-- begin --

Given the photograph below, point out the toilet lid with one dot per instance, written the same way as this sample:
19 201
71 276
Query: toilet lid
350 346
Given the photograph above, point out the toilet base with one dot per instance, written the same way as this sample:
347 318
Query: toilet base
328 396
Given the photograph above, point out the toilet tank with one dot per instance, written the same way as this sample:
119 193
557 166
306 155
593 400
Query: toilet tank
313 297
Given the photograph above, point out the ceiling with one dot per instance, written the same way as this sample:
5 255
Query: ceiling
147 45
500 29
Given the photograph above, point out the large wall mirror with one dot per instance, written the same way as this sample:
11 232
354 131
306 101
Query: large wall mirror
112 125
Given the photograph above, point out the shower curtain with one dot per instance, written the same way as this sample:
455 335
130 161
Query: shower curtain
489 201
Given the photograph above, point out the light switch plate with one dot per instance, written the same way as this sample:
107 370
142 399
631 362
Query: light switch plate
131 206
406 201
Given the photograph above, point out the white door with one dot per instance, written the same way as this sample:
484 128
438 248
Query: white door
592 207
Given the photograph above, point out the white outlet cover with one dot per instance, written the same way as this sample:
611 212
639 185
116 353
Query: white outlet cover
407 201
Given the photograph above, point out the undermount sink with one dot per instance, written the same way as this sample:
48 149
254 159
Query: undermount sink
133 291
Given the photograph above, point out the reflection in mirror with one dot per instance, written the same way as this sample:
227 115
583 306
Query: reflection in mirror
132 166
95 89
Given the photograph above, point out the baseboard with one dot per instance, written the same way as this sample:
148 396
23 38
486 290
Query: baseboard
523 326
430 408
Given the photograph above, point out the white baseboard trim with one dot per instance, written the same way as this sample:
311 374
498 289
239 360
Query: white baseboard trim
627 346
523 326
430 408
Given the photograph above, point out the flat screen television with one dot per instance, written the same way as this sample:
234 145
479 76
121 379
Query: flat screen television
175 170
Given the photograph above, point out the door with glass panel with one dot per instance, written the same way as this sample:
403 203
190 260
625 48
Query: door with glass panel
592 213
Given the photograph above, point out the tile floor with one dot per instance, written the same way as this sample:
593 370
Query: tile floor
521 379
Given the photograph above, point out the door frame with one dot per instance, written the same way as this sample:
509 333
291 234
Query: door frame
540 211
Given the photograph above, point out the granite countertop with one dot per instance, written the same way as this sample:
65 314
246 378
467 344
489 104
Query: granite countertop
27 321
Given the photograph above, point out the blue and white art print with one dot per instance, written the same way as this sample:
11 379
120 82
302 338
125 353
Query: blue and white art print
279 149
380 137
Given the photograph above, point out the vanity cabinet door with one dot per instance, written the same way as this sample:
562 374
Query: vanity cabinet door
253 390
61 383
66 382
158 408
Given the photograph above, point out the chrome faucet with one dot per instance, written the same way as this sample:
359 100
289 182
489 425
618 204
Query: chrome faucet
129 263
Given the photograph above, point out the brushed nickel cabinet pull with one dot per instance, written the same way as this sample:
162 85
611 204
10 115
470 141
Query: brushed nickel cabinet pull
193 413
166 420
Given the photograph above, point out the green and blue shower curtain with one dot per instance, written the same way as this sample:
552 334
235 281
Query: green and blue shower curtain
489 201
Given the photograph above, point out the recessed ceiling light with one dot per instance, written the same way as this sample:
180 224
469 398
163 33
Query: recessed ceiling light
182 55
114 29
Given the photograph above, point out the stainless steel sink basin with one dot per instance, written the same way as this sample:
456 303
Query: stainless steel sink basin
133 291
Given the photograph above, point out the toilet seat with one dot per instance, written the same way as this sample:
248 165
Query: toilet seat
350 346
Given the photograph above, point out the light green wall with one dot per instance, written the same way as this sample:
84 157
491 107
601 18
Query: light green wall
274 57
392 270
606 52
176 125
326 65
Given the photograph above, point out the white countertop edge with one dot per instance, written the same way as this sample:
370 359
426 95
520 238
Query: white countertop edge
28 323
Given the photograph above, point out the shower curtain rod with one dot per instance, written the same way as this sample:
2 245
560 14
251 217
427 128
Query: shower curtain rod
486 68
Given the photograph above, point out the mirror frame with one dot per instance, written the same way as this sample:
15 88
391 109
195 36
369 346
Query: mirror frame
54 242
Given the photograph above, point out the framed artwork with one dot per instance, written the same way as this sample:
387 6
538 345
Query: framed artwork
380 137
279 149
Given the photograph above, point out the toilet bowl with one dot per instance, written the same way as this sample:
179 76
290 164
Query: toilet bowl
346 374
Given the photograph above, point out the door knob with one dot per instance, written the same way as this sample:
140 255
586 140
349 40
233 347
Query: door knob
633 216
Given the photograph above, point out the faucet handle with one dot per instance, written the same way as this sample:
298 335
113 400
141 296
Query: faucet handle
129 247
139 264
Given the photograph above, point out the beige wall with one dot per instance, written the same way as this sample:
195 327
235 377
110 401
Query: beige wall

-- end --

▶ **WHAT THE TASK ASKS**
Set down verbatim everything in the records from the line containing "Given the photograph above, point out the faucet" down to the end of the records, with both the first line and the last line included.

▶ **EXERCISE RESPONSE**
Given the photograph above, point out the faucet handle with one dot per instance, written the same way as this sample:
298 335
113 400
141 296
Query: faucet handle
129 247
139 264
Given the photograph above, point out the beige wall with one dot per instance, written the same way as this sample:
195 327
235 377
110 401
Query: beige wall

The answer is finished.